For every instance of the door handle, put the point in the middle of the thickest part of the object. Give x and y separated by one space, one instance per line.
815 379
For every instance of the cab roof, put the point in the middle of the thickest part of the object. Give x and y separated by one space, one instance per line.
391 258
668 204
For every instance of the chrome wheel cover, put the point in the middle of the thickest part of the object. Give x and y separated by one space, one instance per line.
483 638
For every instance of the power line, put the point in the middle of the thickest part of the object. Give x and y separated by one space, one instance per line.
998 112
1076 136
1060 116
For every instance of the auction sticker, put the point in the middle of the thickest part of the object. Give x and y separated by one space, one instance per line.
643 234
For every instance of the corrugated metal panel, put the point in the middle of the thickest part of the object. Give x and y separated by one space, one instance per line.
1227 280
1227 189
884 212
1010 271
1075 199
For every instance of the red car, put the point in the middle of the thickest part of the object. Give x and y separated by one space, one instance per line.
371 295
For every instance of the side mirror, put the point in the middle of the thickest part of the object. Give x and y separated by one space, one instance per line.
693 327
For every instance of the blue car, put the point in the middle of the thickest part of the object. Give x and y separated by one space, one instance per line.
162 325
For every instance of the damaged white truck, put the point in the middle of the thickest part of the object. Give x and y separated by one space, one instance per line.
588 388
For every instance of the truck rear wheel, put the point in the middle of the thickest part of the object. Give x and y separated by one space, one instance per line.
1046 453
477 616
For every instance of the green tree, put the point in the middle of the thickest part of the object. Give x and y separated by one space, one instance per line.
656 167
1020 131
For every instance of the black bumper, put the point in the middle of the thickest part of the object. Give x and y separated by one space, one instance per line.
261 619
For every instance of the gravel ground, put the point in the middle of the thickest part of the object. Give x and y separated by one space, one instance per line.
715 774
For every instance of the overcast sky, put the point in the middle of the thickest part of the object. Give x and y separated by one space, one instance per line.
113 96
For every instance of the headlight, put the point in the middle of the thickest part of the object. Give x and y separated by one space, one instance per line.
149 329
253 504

+++

* _INSTRUCTIONS TO FOLLOW_:
Format the lines of the records, from the line containing "For every instance of the headlight, put" through the end of the records, as a JSON list of strings with one string per line and no blank lines.

* _ANSWER BELOW_:
[
  "For every instance of the headlight, put the point in the middle of the thickest part of the object. Give x and y separated by one space, one instance per line.",
  "149 329",
  "253 504"
]